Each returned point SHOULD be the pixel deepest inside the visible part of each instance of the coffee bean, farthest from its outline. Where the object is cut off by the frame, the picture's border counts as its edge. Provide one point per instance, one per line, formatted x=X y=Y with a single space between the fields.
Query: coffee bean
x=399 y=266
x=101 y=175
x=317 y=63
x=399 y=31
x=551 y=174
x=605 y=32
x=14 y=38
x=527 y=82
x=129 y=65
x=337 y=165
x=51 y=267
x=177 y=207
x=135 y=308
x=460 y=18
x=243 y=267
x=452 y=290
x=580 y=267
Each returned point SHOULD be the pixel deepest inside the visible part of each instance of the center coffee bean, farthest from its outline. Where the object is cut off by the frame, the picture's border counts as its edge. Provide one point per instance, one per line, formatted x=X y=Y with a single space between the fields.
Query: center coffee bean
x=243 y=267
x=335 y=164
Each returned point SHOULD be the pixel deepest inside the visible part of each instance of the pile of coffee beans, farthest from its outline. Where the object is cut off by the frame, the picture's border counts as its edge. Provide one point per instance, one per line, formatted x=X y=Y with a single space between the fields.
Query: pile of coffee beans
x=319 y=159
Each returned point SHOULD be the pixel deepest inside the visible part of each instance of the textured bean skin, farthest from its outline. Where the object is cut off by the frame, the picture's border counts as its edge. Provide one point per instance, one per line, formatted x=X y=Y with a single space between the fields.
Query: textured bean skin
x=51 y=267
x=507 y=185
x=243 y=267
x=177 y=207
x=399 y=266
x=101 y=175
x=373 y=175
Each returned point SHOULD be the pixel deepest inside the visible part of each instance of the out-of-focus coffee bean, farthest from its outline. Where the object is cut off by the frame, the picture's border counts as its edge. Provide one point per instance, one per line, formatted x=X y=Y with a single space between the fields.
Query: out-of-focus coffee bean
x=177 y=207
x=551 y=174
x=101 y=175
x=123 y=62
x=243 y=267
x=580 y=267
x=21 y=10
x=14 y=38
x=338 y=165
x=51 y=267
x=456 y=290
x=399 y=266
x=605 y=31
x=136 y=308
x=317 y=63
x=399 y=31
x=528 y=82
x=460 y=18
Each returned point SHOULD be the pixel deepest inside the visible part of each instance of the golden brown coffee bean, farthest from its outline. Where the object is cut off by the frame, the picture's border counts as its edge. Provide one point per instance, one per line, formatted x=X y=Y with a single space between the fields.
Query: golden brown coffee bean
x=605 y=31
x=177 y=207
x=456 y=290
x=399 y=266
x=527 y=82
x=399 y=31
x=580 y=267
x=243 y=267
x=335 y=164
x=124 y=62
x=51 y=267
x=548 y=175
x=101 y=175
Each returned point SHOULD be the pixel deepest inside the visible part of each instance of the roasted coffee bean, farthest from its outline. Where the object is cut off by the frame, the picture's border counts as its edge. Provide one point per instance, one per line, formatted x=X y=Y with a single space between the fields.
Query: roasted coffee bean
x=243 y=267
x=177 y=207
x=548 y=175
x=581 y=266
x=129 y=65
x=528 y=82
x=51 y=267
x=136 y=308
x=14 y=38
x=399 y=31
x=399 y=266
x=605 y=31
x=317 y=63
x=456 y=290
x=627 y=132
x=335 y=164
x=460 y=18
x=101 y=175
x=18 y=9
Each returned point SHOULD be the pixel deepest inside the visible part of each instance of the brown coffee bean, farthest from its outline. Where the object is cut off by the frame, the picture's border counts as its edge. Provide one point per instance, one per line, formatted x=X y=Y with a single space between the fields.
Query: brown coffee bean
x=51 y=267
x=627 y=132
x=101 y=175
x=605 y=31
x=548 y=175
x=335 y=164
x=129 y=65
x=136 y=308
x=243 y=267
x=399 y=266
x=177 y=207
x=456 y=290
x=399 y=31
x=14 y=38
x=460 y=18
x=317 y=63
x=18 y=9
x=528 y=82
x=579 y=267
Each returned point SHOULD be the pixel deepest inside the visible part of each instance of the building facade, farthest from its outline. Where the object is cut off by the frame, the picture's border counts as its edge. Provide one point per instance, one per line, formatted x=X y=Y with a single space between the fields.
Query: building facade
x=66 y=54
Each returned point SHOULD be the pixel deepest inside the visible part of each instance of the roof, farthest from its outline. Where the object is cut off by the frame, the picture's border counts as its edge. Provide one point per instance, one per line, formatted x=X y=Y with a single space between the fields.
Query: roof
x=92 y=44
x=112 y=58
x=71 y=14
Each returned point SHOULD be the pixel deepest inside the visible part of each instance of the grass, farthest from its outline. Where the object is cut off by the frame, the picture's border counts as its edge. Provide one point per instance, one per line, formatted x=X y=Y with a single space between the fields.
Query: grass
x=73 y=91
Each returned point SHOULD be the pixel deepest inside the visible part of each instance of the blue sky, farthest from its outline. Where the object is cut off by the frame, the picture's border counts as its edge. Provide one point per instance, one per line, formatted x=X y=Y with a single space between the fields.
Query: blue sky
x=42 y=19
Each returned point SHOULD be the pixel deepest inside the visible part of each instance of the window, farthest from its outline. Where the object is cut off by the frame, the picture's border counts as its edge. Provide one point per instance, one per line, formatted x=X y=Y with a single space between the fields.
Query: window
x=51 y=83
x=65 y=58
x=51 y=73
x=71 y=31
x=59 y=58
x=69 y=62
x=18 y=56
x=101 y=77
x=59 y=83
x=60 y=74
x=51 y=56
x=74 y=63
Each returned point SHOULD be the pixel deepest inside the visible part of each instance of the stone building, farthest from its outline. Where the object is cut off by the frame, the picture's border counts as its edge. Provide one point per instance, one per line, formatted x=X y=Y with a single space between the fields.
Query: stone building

***

> Aim of the task
Convert every line of the records above into a numbered list, skipping any blank lines.

> Task result
1. Each returned point SHOULD be the pixel deepest inside the visible part of each instance of the coffee bean, farthest from its outline. Where the object is cut off by the frame, the picture's border counts as its edge. Provide one point per instance, one per line, formatted x=X y=Y with a single space between the fields.
2. Query: coffee bean
3. x=399 y=266
4. x=101 y=175
5. x=317 y=63
6. x=399 y=31
7. x=551 y=174
8. x=605 y=32
9. x=14 y=38
10. x=527 y=82
11. x=129 y=65
12. x=337 y=165
13. x=51 y=267
14. x=177 y=207
15. x=135 y=308
16. x=460 y=18
17. x=243 y=267
18. x=452 y=290
19. x=580 y=267
20. Each returned point SHOULD be the pixel deepest inside the visible part of each instance of the center coffee bean, farthest from its outline. Where the object is cut off by the frame, the picture's border counts as its edge. Provide one point per instance, one per line, formatted x=X y=Y with a single space between the fields.
21. Query: center coffee bean
22. x=243 y=267
23. x=335 y=164
24. Each returned point SHOULD be the pixel deepest inside the visible part of each instance of the pile of coffee beans, farthest from its outline. Where the object is cut off by the frame, the picture's border counts as its edge. Provide one point per instance, one per line, formatted x=X y=Y with a single space between the fields.
25. Query: pile of coffee beans
26. x=319 y=159
27. Each returned point SHOULD be the pixel deepest inside the visible part of each instance of the textured bean skin, farthest from its outline. Where the object is cut off by the frame, the picture's border counts as its edge. Provide one point per instance, one per line, formatted x=X y=Y with a single space between the fields.
28. Query: textured bean skin
29. x=51 y=267
30. x=507 y=185
31. x=243 y=267
32. x=177 y=207
33. x=399 y=266
34. x=101 y=175
35. x=373 y=175
36. Each returned point SHOULD be the pixel deepest inside the visible part of each instance of the out-of-focus coffee bean, farthest from its outline. Where the object is cut off by the frame, the picture's border counts as its edge. Provide one point per instance, one per line, formatted x=X y=Y with a single space between the fields.
37. Query: out-of-focus coffee bean
38. x=177 y=207
39. x=551 y=174
40. x=101 y=175
41. x=123 y=62
42. x=243 y=267
43. x=580 y=267
44. x=21 y=10
45. x=14 y=38
46. x=338 y=165
47. x=51 y=267
48. x=456 y=290
49. x=399 y=266
50. x=605 y=31
51. x=136 y=308
52. x=317 y=63
53. x=399 y=31
54. x=528 y=82
55. x=460 y=18
56. Each returned point SHOULD be the pixel deepest inside the visible part of each instance of the golden brown coffee bean, farthest from its outline. Where the object is cut off by the frame, the picture's border counts as its edge. Provide one point per instance, one per line, formatted x=X y=Y with a single space between the fields.
57. Query: golden brown coffee bean
58. x=605 y=31
59. x=177 y=207
60. x=456 y=290
61. x=399 y=266
62. x=527 y=82
63. x=399 y=31
64. x=580 y=267
65. x=243 y=267
66. x=335 y=164
67. x=124 y=62
68. x=51 y=267
69. x=548 y=175
70. x=101 y=175
71. Each returned point SHOULD be the pixel deepest inside the visible part of each instance of the roasted coffee bean, farthest from its outline. Where the object is cut off by the frame, the picture's border counts as its edge. Provide one point per instance, one per line, formatted x=X y=Y with a single space between the fields.
72. Query: roasted coffee bean
73. x=243 y=267
74. x=177 y=207
75. x=548 y=175
76. x=581 y=266
77. x=129 y=65
78. x=528 y=82
79. x=51 y=267
80. x=136 y=308
81. x=14 y=38
82. x=399 y=31
83. x=399 y=266
84. x=605 y=31
85. x=317 y=63
86. x=456 y=290
87. x=627 y=132
88. x=335 y=164
89. x=460 y=18
90. x=101 y=175
91. x=18 y=9
92. Each returned point SHOULD be the pixel deepest inside the visible part of each instance of the brown coffee bean, farthest from its outline. Where the object is cut off by the frame, the picture's border counts as its edge. Provide one point per instance, one per line, formatted x=X y=Y with a single space between the fields.
93. Query: brown coffee bean
94. x=51 y=267
95. x=627 y=132
96. x=101 y=175
97. x=605 y=31
98. x=548 y=175
99. x=335 y=164
100. x=129 y=65
101. x=136 y=308
102. x=243 y=267
103. x=399 y=266
104. x=177 y=207
105. x=456 y=290
106. x=399 y=31
107. x=14 y=38
108. x=460 y=18
109. x=317 y=63
110. x=18 y=9
111. x=528 y=82
112. x=579 y=267
113. Each returned point SHOULD be the pixel deepest inside the visible part of each instance of the building facade, farthest from its outline. Where the object is cut off by the frame, the picture's border counts as its edge. Provide one point per instance, one per line, formatted x=X y=Y with a single space between the fields.
114. Query: building facade
115. x=66 y=54
116. Each returned point SHOULD be the pixel deepest inside the visible part of each instance of the roof, farthest from its outline. Where the object is cut off by the frame, the picture's border counts as its edge. Provide one point per instance, one per line, formatted x=X y=Y with a single space between the fields.
117. Query: roof
118. x=92 y=44
119. x=112 y=58
120. x=71 y=14
121. Each returned point SHOULD be the pixel deepest inside the visible part of each instance of the grass, farthest from its outline. Where the object is cut off by the frame, the picture's border counts as its edge. Provide one point per instance, one per line, formatted x=X y=Y with a single space between the fields.
122. Query: grass
123. x=73 y=91
124. Each returned point SHOULD be the pixel deepest inside the visible part of each instance of the blue sky, farthest from its outline. Where the object is cut off by the frame, the picture's border counts as its edge. Provide one point per instance, one per line, formatted x=X y=Y with a single space between the fields.
125. Query: blue sky
126. x=42 y=19
127. Each returned point SHOULD be the pixel deepest inside the visible part of each instance of the window, farthest from its outline. Where the object is cut off by the frame, the picture's border counts as its edge. Provide one point per instance, one per line, formatted x=X y=Y with a single space between the fields.
128. Query: window
129. x=51 y=83
130. x=65 y=58
131. x=51 y=73
132. x=71 y=31
133. x=59 y=58
134. x=69 y=62
135. x=18 y=56
136. x=101 y=77
137. x=59 y=83
138. x=60 y=74
139. x=51 y=56
140. x=74 y=63
141. Each returned point SHOULD be the pixel deepest inside the visible part of each instance of the stone building, farthest from its outline. Where the object is cut off by the frame, the picture's border counts as its edge. Provide one point per instance, one per line, formatted x=X y=Y with a single space between the fields.
142. Query: stone building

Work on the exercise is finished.